Quoted text -
--------------------

Inspired Media Entertainment
- Industry: Video games
- Predecessor: Left Behind Games
- Founder: Troy Lyndon
- Defunct: 2011

= Inspired Media Entertainment =

Inspired Media Entertainment, also known as Left Behind Games, was a Christian-themed gaming company most notable for its work on Left Behind: Eternal Forces. The company closed their office, shut down operations, and laid off all of their employees at the end of 2011.

== History ==

The company was started by Internet entrepreneur Troy Lyndon whose original goal was to make a video game series to tie into the popular Left Behind series. The game, Left Behind: Eternal Forces was released in 2006. It later evolved into a Christian gaming portal which incorporated not only the Left Behind series but hundreds of other Christian-themed games. According to founder Troy Lyndon, the goal was to produce an average of fifty games per year and set up a web link of at least three thousand churches.

== Controversy ==

The company faced some criticism from social activists for its flagship Left Behind game, which was falsely accused of rewarding players for killing the opposite side or neutral units during the course of the game. President Jeffrey Frichner, cofounder the company, argued against these claims, noting that killing people in the game costs the player spirit points and that the game's objectives can be completed using exclusively nonviolent strategies. In addition, the game's manual states that there are penalties for killing units and firmly discourages the player from doing so. Despite a planned petition to Walmart to discontinue the game, the company declined to pull the game from its shelves citing high sales.

--------------------

Raw data -
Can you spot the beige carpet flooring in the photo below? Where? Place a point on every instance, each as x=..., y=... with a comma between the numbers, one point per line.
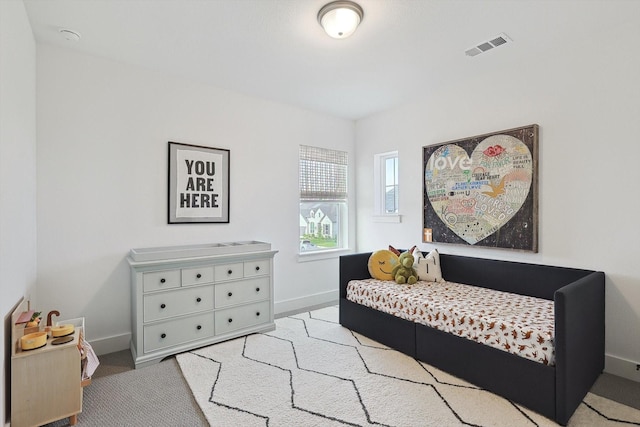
x=311, y=371
x=159, y=395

--------------------

Required work -
a: Translate the following sentence from the Inspired Media Entertainment text into Spanish: "The company was started by Internet entrepreneur Troy Lyndon whose original goal was to make a video game series to tie into the popular Left Behind series."
b: Reproduce the passage of the Inspired Media Entertainment text from "Inspired Media Entertainment, also" to "end of 2011.".

Task-by-task answers -
a: La empresa fue fundada por el emprendedor de Internet Troy Lyndon, cuyo objetivo original era crear una serie de videojuegos vinculada a la popular serie Left Behind.

b:
Inspired Media Entertainment, also known as Left Behind Games, was a Christian-themed gaming company most notable for its work on Left Behind: Eternal Forces. The company closed their office, shut down operations, and laid off all of their employees at the end of 2011.